:: Input data ::
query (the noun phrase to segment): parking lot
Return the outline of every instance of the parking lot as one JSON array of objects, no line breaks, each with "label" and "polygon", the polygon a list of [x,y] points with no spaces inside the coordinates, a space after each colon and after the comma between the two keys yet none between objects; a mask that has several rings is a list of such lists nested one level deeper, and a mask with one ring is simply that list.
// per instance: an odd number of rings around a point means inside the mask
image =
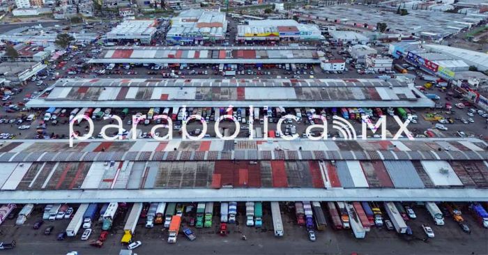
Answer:
[{"label": "parking lot", "polygon": [[[245,213],[243,204],[238,206],[238,213]],[[139,254],[153,254],[154,250],[164,250],[165,253],[183,254],[343,254],[356,252],[359,254],[485,254],[488,252],[486,245],[487,231],[474,222],[471,215],[464,216],[466,222],[471,229],[471,233],[463,233],[451,218],[445,219],[445,225],[436,226],[430,215],[423,206],[413,206],[417,219],[408,221],[407,224],[413,233],[412,236],[398,235],[394,231],[373,228],[366,234],[366,238],[357,240],[352,231],[349,230],[333,230],[328,226],[325,231],[317,233],[317,241],[310,242],[303,226],[296,225],[294,212],[282,211],[284,236],[277,238],[273,235],[269,203],[264,203],[263,227],[246,226],[245,219],[238,216],[238,224],[229,224],[229,233],[226,236],[218,234],[220,217],[214,215],[213,226],[210,229],[192,228],[197,240],[190,242],[180,233],[176,244],[168,244],[167,230],[162,225],[153,229],[144,228],[145,221],[139,219],[136,229],[136,240],[141,240],[142,245],[135,252]],[[282,203],[282,208],[284,208]],[[38,208],[42,210],[42,206]],[[91,241],[98,238],[101,231],[101,224],[92,226],[93,232],[89,240],[79,240],[82,230],[75,238],[67,238],[63,241],[56,240],[58,233],[66,229],[69,219],[46,221],[38,230],[32,229],[33,223],[42,217],[39,210],[33,213],[27,222],[22,226],[16,226],[15,219],[3,222],[0,228],[1,239],[15,239],[17,247],[11,250],[3,251],[7,254],[65,254],[70,251],[77,251],[82,254],[118,254],[125,224],[124,218],[128,212],[119,215],[110,230],[110,235],[102,248],[91,247]],[[184,219],[188,219],[186,215]],[[330,222],[329,222],[330,223]],[[421,225],[429,224],[435,233],[434,238],[426,241]],[[183,219],[183,225],[188,222]],[[53,233],[45,235],[43,233],[48,226],[54,226]],[[242,240],[242,235],[247,240]]]}]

:: Set problem ::
Rewrite the lines from the first one through the line containing "Return the outline", putting "car park" wherever "parking lot" appears and leaving everything else unchanged.

:: Written solution ::
query (the noun phrase to segment): car park
Return the outline of every instance of the car park as one JSON array of objects, no line breaks, each with "label" and "polygon", the polygon a list of [x,y] points with no spaces inside the coordinates, a space after each colon and after the comma between the two keys yet none between objects; a mask that has several rings is a list of such lists nested one level deeper, and a mask with one ring is simply that list.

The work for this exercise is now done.